Quoted passage →
==*==

Ten people, ten men and women, elected either onto the OC Water District Board or onto some city council and APPOINTED onto that board, are going to decide very soon whether or not to saddle this county with Poseidon’s very expensive water for 50 years while wreaking havoc on the coast of Huntington Beach.  These men and women have names and faces, we should get to know them.  We should try to get some of them on record, as to what might influence them to make this gigantic commitment for us or not.  So I guess my work is cut out for me.

The first guy I sat down with, at Huntington Beach’s swell Sweet Elle Cafe, is the very genial and avuncular Director Phil Anthony.  The guy MUST be older than he looks – he’s in his SIXTH DECADE of public service in the OC, having first been elected to Westminster City Council in 1962, serving there for 15 years before getting a term as an OC Supervisor, and now the Water District representative for Huntington Harbor, Seal Beach, Westminster, Los Alamitos and Rossmoor … since 19-freaking-81.  How many times does that mean he was elected by his loyal (or apathetic) constituents?  He’s not sure – I count nine four-year terms.

You gotta ask a guy like that, what have been the high points in your 34 years on the water board?  What are you most proud of?  And it’s not a surprise that he first brings up our celebrated Groundwater Replenishment System.  He tells us that the first expansion of the GWRS is physically done now and should be operational by next month, providing us with 100 million gallons a day of inexpensive, pure, recycled water.  Then he reaches back in his memory to 1976 and tells of OCWD’s smaller “Water Factory 21,” a similar but more primitive plant they built in reaction to a drought back in the days of disco and quaaludes.  [Begun before but finished during his tenure.]

On the dais, in regards to Poseidon, Phil has been rather cryptic and noncommital, unlike Director Jan Flory who hit the Board last year like a bull in a china shop with such unheard-of heretical comments as “If we are taking on all the risk, then what do we need Poseidon for?”  When Jan does get a second, whether on transparency or exploring alternatives to Poseidon, it generally comes from Phil – but then when the votes come, all the little baby steps toward making this project inevitable, Phil votes right along with the rest, despite the occasional wry zinger like last month’s “So, the cost of Poseidon’s water … that’s just one of those minor issues we’ll figure out later?”

==*==

Recorded data →
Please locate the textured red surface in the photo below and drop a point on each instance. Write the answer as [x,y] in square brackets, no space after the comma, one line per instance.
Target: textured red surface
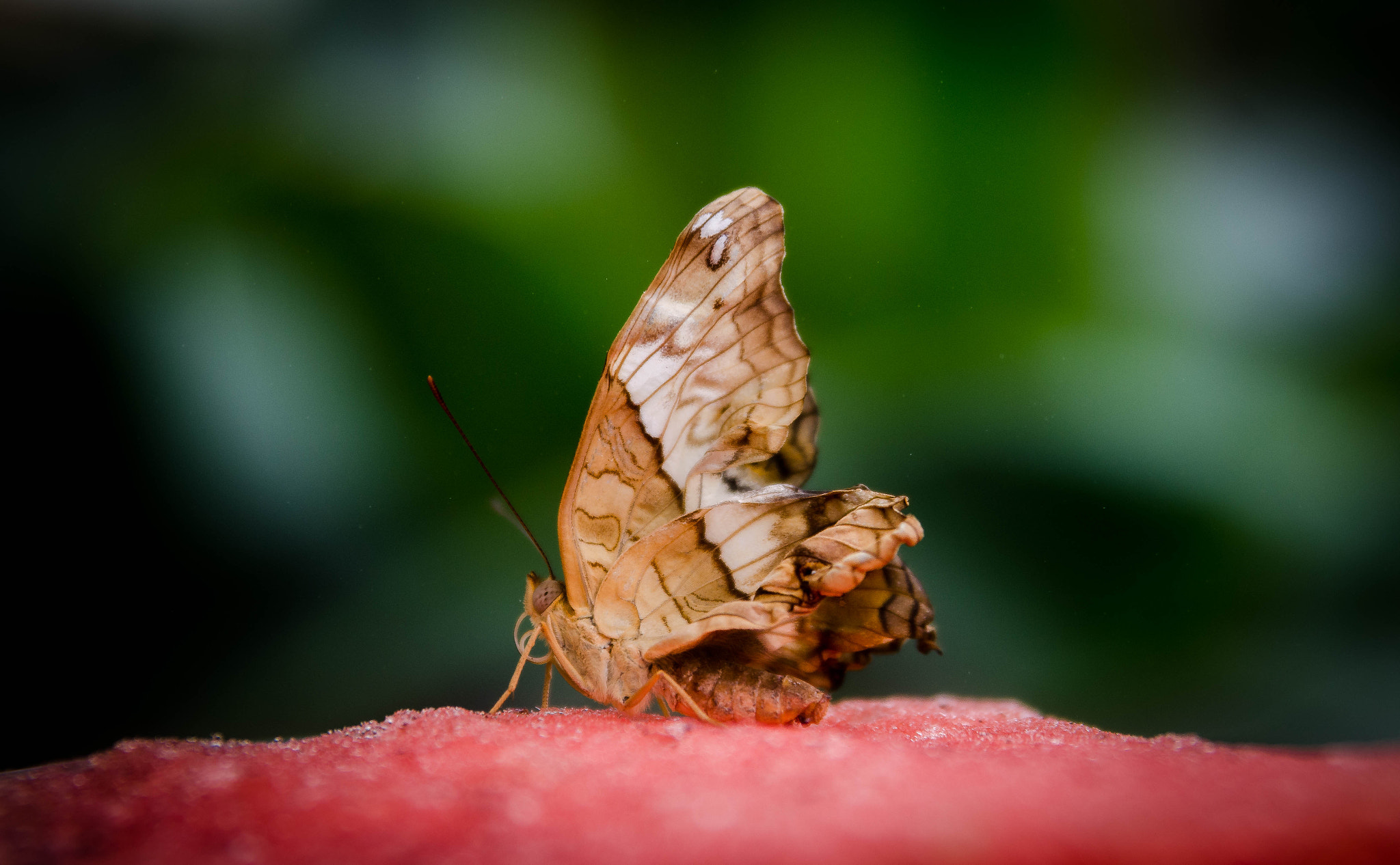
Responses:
[905,780]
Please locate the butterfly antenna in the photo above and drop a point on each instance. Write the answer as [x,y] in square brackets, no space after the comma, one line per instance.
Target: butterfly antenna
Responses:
[492,478]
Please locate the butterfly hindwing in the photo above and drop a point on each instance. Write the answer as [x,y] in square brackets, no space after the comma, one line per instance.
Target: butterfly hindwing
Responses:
[748,564]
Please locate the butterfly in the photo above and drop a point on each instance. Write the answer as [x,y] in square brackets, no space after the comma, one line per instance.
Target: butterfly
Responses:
[695,567]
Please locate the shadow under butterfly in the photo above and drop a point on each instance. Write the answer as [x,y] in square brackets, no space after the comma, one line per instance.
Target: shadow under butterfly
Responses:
[696,568]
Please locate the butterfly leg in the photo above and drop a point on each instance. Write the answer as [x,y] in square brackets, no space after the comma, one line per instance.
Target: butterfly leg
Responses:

==*==

Request →
Reproduce, word for word, the portion of the water board piece above that opens with the words "Ten people, ten" and closes with "out for me.".

Reply to the task →
Ten people, ten men and women, elected either onto the OC Water District Board or onto some city council and APPOINTED onto that board, are going to decide very soon whether or not to saddle this county with Poseidon’s very expensive water for 50 years while wreaking havoc on the coast of Huntington Beach.  These men and women have names and faces, we should get to know them.  We should try to get some of them on record, as to what might influence them to make this gigantic commitment for us or not.  So I guess my work is cut out for me.